> [READING TEXT]
::::::::

WASHINGTON – President Obama's budget pushes Health and Human Services spending over $1 trillion for the first time, reflecting an aging population adding to the Medicare rolls, as well as expanded coverage for younger people through the new health law.
Released Tuesday, the HHS budget for the 2015 fiscal year calls for just over $1 trillion, which budget officials said is a new milestone for the department.
HHS runs Medicare, Medicaid and the insurance expansion in Obama's health overhaul law, which together provide coverage for about 1 in 3 Americans. Its growing prominence in the federal budget reflects the rise of benefit programs, which now account for more than two-thirds of all government spending.
And the trillion-dollar HHS budget left out a significant chunk of spending: another $60 billion for tax credits to finance private coverage under the health care law was included in the Treasury Department's budget, since those benefits are delivered through the Internal Revenue Service.
Overall, the HHS spending plan reflected a stay-the-course approach in an election year.
It included some modest new proposals sure to please Democratic constituencies, such as expanded access to HIV and AIDS programs and initiatives to tackle mental health problems among younger people generally, and foster care youth in particular.

::::::::

> [DATA FOR REVIEW]
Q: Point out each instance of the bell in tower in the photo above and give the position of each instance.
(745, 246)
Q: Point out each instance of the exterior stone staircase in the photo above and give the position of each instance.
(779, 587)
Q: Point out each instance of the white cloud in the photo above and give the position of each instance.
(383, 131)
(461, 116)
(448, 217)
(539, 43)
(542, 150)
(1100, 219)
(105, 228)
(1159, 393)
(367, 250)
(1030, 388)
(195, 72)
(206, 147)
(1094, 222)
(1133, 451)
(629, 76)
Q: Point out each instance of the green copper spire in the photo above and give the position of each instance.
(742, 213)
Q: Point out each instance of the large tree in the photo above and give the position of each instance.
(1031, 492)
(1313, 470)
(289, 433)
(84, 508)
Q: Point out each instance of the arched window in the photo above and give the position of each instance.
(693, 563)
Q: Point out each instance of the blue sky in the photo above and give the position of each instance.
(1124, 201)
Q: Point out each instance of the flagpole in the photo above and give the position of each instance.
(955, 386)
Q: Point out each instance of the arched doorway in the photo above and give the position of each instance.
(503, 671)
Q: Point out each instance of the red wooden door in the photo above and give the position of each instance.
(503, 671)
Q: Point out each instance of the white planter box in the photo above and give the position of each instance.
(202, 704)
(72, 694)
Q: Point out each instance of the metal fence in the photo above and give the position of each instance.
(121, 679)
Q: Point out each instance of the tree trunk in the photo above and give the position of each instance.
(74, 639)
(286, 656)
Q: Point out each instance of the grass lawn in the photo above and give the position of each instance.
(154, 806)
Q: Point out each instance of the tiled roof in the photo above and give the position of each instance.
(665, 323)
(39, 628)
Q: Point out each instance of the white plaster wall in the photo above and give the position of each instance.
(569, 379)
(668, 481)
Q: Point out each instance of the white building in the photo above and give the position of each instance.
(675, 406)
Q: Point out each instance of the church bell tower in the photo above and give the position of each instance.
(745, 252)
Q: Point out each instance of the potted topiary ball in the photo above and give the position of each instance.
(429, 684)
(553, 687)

::::::::

> [WHAT IS BEING ASKED] Please condense the paragraph of the HHS budget article beginning "HHS runs Medicare" into a short bulleted list that keeps its main facts.

> [EXERCISE RESPONSE]
- HHS runs Medicare, Medicaid and the insurance expansion in Obama's health overhaul law.
- Together these cover about 1 in 3 Americans.
- The department's growing place in the federal budget reflects the rise of benefit programs.
- Benefit programs now make up more than two-thirds of all government spending.